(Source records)
## start
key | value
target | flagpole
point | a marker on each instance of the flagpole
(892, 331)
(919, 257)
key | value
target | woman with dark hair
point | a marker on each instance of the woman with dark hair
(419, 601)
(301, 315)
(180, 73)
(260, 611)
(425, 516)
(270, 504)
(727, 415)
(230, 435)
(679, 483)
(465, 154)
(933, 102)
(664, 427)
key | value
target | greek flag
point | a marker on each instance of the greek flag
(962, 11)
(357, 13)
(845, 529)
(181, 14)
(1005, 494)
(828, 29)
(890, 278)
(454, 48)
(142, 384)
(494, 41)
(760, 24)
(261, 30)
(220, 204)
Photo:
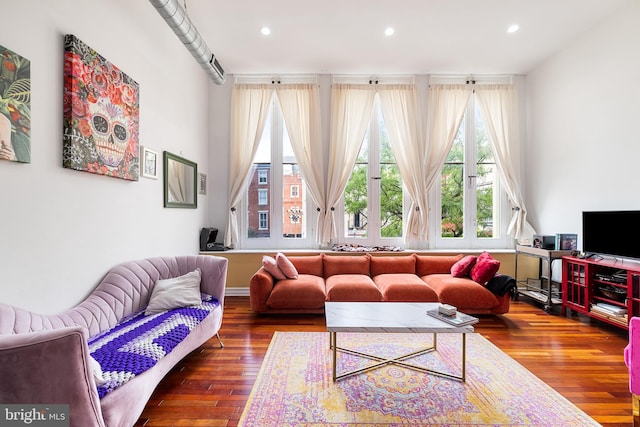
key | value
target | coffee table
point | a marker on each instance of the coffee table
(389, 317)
## end
INSTRUCTIONS FOR THE TASK |
Send back the data above word for word, with the pictures left out.

FULL ANSWER |
key | value
target | flagpole
point | a marker on each instance of the flagpole
(892, 331)
(919, 257)
key | value
target | woman with dark hair
point | a marker on each instance of the woman with dark hair
(419, 601)
(301, 315)
(180, 73)
(260, 611)
(425, 516)
(270, 504)
(727, 415)
(230, 435)
(679, 483)
(465, 154)
(933, 102)
(664, 427)
key | value
target | greek flag
point | a marker on each instance of the greek flag
(962, 11)
(357, 13)
(845, 529)
(181, 14)
(1005, 494)
(828, 29)
(890, 278)
(454, 48)
(142, 384)
(494, 41)
(760, 24)
(261, 30)
(220, 204)
Photo:
key | value
target | coffee table
point | a marker on each instance of the coffee table
(389, 317)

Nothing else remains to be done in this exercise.